[RECORD EXTRACTS]
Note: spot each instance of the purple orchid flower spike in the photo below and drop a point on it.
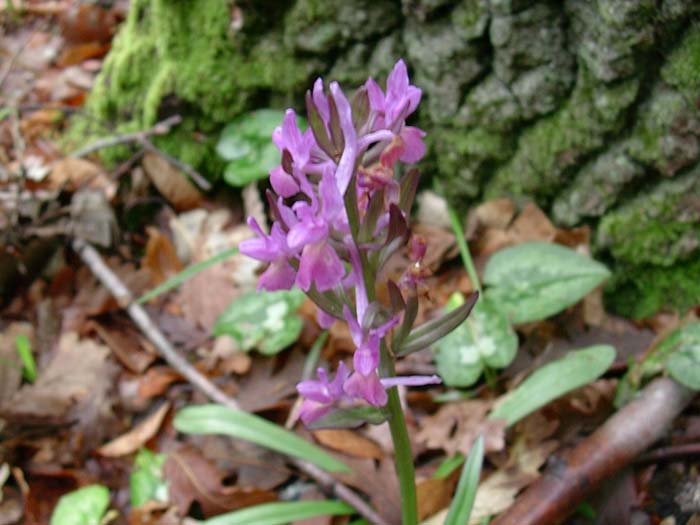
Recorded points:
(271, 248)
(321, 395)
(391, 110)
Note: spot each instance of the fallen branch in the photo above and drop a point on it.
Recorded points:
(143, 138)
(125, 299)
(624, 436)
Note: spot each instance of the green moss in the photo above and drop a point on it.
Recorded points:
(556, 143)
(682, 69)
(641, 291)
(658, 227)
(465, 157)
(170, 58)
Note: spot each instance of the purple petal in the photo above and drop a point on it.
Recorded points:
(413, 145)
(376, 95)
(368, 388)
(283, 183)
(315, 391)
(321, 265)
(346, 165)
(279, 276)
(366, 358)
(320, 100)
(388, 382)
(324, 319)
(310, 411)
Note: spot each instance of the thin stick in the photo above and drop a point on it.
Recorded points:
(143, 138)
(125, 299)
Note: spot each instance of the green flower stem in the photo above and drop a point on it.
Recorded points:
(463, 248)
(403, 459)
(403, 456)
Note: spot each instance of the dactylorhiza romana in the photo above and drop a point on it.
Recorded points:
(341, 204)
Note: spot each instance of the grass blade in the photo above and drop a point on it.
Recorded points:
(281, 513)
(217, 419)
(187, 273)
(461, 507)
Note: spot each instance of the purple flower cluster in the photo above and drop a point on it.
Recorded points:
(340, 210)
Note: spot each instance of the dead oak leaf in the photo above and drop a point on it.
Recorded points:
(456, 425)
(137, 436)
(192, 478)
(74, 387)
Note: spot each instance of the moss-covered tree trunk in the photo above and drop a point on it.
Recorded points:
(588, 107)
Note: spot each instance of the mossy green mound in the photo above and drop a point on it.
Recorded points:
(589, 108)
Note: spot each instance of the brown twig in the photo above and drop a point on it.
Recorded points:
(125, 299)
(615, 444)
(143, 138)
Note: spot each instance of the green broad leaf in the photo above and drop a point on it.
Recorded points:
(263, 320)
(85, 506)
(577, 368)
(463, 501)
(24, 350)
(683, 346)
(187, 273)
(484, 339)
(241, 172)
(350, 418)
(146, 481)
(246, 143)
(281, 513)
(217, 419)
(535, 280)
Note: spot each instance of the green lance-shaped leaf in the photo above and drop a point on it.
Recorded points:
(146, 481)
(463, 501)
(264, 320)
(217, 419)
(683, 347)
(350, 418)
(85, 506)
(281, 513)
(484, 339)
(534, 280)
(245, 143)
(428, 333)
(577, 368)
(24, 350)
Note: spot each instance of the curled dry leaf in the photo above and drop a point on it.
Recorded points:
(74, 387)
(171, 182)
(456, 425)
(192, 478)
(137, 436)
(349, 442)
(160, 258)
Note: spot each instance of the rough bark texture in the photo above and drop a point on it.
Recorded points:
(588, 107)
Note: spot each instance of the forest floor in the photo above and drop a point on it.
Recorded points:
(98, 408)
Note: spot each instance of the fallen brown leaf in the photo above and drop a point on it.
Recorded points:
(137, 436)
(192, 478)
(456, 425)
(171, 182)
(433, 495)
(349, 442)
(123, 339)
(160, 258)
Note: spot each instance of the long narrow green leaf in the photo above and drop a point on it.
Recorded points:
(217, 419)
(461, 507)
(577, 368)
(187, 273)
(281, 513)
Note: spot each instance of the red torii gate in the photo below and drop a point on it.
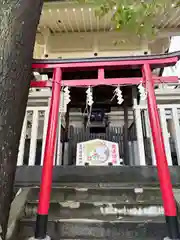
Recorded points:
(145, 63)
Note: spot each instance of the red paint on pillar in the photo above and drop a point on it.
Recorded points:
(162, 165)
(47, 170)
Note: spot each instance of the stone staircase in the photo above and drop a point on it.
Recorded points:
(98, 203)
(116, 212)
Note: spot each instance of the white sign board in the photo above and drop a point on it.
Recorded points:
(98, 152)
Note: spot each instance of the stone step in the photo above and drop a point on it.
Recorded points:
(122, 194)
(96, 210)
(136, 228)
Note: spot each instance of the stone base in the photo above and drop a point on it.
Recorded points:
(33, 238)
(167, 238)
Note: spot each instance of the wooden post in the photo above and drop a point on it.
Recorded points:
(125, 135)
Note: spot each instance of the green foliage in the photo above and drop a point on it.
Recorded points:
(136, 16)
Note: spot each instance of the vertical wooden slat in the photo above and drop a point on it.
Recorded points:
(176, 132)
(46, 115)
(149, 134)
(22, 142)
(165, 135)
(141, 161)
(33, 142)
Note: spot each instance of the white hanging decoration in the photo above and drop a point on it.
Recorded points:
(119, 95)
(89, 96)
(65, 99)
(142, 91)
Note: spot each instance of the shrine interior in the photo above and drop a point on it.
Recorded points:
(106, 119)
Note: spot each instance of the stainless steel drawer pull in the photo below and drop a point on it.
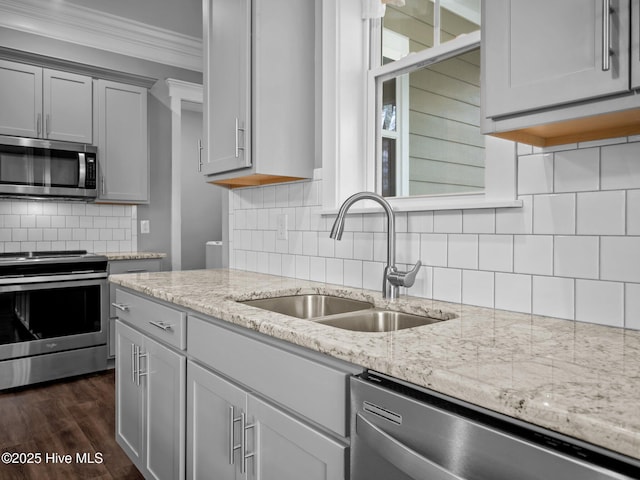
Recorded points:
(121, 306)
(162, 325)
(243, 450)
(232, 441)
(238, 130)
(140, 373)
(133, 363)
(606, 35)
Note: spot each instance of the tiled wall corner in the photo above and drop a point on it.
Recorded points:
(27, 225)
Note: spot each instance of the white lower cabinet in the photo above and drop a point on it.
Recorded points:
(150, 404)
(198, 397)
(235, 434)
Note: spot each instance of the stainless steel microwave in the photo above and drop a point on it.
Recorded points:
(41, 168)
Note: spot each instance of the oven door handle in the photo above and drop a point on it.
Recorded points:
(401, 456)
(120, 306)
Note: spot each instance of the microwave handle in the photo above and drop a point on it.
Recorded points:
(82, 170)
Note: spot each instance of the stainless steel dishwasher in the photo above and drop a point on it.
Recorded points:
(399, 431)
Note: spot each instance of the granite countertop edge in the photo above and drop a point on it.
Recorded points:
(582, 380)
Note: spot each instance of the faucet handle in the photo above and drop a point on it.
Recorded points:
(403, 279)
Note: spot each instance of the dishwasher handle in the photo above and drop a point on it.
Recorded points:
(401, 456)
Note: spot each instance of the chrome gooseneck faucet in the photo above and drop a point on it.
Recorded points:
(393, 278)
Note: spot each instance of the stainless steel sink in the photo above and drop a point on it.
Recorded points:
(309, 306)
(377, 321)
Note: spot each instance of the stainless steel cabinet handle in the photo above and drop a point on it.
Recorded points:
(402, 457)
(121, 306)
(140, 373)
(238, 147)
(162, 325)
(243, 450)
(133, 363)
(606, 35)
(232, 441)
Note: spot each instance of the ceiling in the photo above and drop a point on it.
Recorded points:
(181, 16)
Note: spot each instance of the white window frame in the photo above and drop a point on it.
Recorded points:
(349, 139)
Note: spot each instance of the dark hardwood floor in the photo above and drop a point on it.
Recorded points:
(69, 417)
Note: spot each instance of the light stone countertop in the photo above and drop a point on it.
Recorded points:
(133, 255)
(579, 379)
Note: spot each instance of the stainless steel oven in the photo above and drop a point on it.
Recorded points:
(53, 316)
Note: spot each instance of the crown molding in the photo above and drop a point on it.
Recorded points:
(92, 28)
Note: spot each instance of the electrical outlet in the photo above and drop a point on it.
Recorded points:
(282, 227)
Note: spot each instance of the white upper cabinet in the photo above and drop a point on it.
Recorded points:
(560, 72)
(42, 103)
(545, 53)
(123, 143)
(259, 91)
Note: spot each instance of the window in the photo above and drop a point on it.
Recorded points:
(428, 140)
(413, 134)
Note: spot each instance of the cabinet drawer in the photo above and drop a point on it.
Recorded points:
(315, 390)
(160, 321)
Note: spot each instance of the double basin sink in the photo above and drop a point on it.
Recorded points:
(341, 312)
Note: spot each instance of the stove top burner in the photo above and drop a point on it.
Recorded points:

[DIRECTIONS] Your answer must be an exact repeat of all the records, minus the pictures.

[SOLVED EXERCISE]
Note: spot each instance of the purple orchid flower spike in the photo below and drop a point on it.
Recorded points:
(271, 248)
(321, 395)
(391, 110)
Note: spot each instance of the fallen branch in the photo above and drop a point on it.
Recorded points:
(143, 138)
(125, 299)
(624, 436)
Note: spot each instance of the green moss in the photo above and drop a point on it.
Recorded points:
(556, 143)
(682, 69)
(641, 291)
(658, 227)
(465, 157)
(170, 58)
Note: spot each instance of the purple petal in the photo above and drop a point on it.
Recorded points:
(413, 145)
(376, 95)
(368, 388)
(283, 183)
(315, 391)
(321, 265)
(346, 165)
(279, 276)
(366, 358)
(320, 100)
(388, 382)
(324, 319)
(310, 411)
Note: spot each instance of the thin stick in the photo above and drop a point on it.
Recorded points:
(143, 138)
(125, 299)
Note: spot each instance of the green flower stem in the photo above and drop a point on it.
Recorded points:
(463, 248)
(403, 459)
(403, 456)
Note: spot each instance of the dactylorhiza romana in the photo above and drop a point on it.
Recorded points:
(341, 204)
Note: spot each instance of the grass blade in the photo above and drop a point on it.
Recorded points:
(281, 513)
(217, 419)
(187, 273)
(461, 507)
Note: spot each instance of the purple flower cluster in the photo above and drop a point on it.
Recorded points:
(340, 210)
Note: spot each instance of the dead oak leaf in the photo above and drop a point on it.
Recorded points:
(456, 425)
(137, 436)
(192, 478)
(74, 387)
Note: spot each instance of the moss-covered tree trunk in the photo above and drop a point on it.
Recorded points:
(588, 107)
Note: spot each instance of the mossy green mound in the photo above and drop a point on it.
Recorded points:
(589, 108)
Note: spot each instance of the brown twig in the photo above and drop a point on it.
Recorded points:
(125, 299)
(615, 444)
(143, 138)
Note: spot each instance of the green broad leaf in the photo above and drop a point on it.
Recorded points:
(263, 320)
(85, 506)
(577, 368)
(463, 501)
(24, 350)
(683, 346)
(187, 273)
(484, 339)
(241, 172)
(350, 418)
(146, 481)
(246, 143)
(281, 513)
(217, 419)
(535, 280)
Note: spot each instance of the green lance-shaped leaf in the photo above and drop a point on it.
Recorded points:
(146, 481)
(463, 501)
(264, 320)
(217, 419)
(683, 347)
(350, 418)
(85, 506)
(281, 513)
(484, 339)
(534, 280)
(245, 143)
(428, 333)
(577, 368)
(24, 350)
Note: spot each instance of the curled dry leaf in the photo above and drop a point on it.
Recorded points:
(74, 387)
(171, 182)
(456, 425)
(192, 478)
(137, 436)
(349, 442)
(160, 258)
Note: spot each instance of the rough bark texture in the photo above and drop a point on it.
Recorded points:
(588, 107)
Note: spot each instance of the forest floor in the photo above and drop a point on it.
Recorded points:
(98, 408)
Note: spot each instance of the fallen brown leaf in the photo above and drop a point on it.
Recorded points:
(137, 436)
(192, 478)
(456, 425)
(171, 182)
(433, 495)
(349, 442)
(123, 339)
(160, 258)
Note: spot each instance of the long narrow green leaf in the photo above and drop a point on it.
Recorded points:
(217, 419)
(461, 507)
(577, 368)
(187, 273)
(281, 513)
Note: spot each instance of the red torii gate in the photo below and drop a point on it.
Recorded points:
(145, 63)
Note: spot each instance of the red paint on pillar in the photo above and drop a point on it.
Recorded points:
(162, 165)
(47, 170)
Note: spot each instance of the stone staircase in the photo above and drop a point on it.
Recorded points:
(98, 203)
(116, 212)
Note: spot each instance of the white sign board in the photo above and drop a point on it.
Recorded points:
(98, 152)
Note: spot each instance of the stone step in the photo above and drop a point on it.
Recorded points:
(122, 194)
(96, 210)
(136, 228)
Note: spot each instance of the stone base in the photo above and drop a point on it.
Recorded points:
(33, 238)
(167, 238)
Note: spot each instance of the wooden post in the photo above and drop a point on it.
Recorded points:
(125, 135)
Note: spot each instance of the green foliage in the photo above and drop a point on it.
Recorded points:
(136, 16)
Note: spot each instance of the vertical wooden slat in the photo above and drop a point on it.
Recorded points:
(176, 132)
(46, 115)
(149, 134)
(22, 142)
(165, 135)
(141, 161)
(33, 142)
Note: spot each instance of the white hanging decoration in the photo above and drop a point on it.
Recorded points:
(119, 95)
(89, 96)
(65, 99)
(142, 91)
Note: spot each instance of the shrine interior in the photo above and drop a point on it.
Recorded points:
(106, 119)
Note: spot each instance of the stainless steel drawer pull in the photo below and drop a point on it.
Recorded points:
(121, 306)
(162, 325)
(243, 450)
(232, 441)
(238, 130)
(140, 373)
(133, 363)
(606, 35)
Note: spot each instance of the tiled wall corner in the photo above and drop a point on it.
Recorded points:
(27, 225)
Note: spot each instance of the white lower cabinet in the photo above and drop a point on it.
Recorded points:
(150, 404)
(198, 397)
(235, 434)
Note: spot each instance of the stainless steel microwave in the photo above and drop a point on it.
Recorded points:
(41, 168)
Note: spot each instance of the oven door handle in the photo above and drop a point on it.
Recorded points:
(401, 456)
(120, 306)
Note: spot each instance of the microwave handle in the photo above and drop a point on it.
Recorded points:
(82, 170)
Note: spot each instance of the stainless steel dishwasher in the photo above and drop a point on it.
Recorded points:
(399, 431)
Note: spot each instance of the granite countertop edge in the photo above and drop a point on it.
Recorded points:
(582, 380)
Note: spot each instance of the faucet handle in the photo above and drop a point on it.
Recorded points:
(403, 279)
Note: spot each instance of the dishwasher handle in the photo above and drop a point on it.
Recorded points:
(401, 456)
Note: spot each instance of the chrome gooseneck faucet in the photo above and drop a point on it.
Recorded points:
(393, 278)
Note: spot each instance of the stainless steel sink in the photo above and drop a point on it.
Recorded points:
(309, 306)
(377, 321)
Note: spot each instance of the stainless steel cabinet handle in the photo above and drop a point on it.
Recorded points:
(402, 457)
(121, 306)
(140, 373)
(238, 147)
(162, 325)
(243, 450)
(133, 363)
(606, 35)
(232, 441)
Note: spot each instance of the ceiling in the photo above and drop a point on it.
Recorded points:
(181, 16)
Note: spot each instance of the white window frame in the photo above and drop a point on it.
Recorded points:
(349, 139)
Note: spot each instance of the dark hardwood floor in the photo above and drop a point on it.
Recorded points:
(69, 417)
Note: spot each instance of the light stone countertop in the photo above and drop a point on it.
Recorded points:
(133, 255)
(579, 379)
Note: spot each instance of the stainless steel oven in the photo above and drop a point on it.
Recorded points:
(53, 316)
Note: spot each instance of the crown molding in the photo above and drop a point on it.
Recorded points:
(92, 28)
Note: spot each instance of the electrical outlet in the photo above and drop a point on it.
Recorded points:
(282, 227)
Note: spot each instance of the white upper cabinet in the photo above and drop a point on it.
Recorded points:
(560, 72)
(42, 103)
(545, 53)
(123, 143)
(259, 91)
Note: spot each instance of the window in the photo above and drop a point on it.
Recorded points:
(428, 140)
(413, 134)
Note: spot each instance of the cabinet drawer in the photo above and drop a point on it.
Recorded points:
(315, 390)
(160, 321)
Note: spot each instance of the double basin sink in the photo above and drop a point on it.
Recorded points:
(341, 312)
Note: spot each instance of the stove top burner in the photo above and drop a point on it.
Recorded points:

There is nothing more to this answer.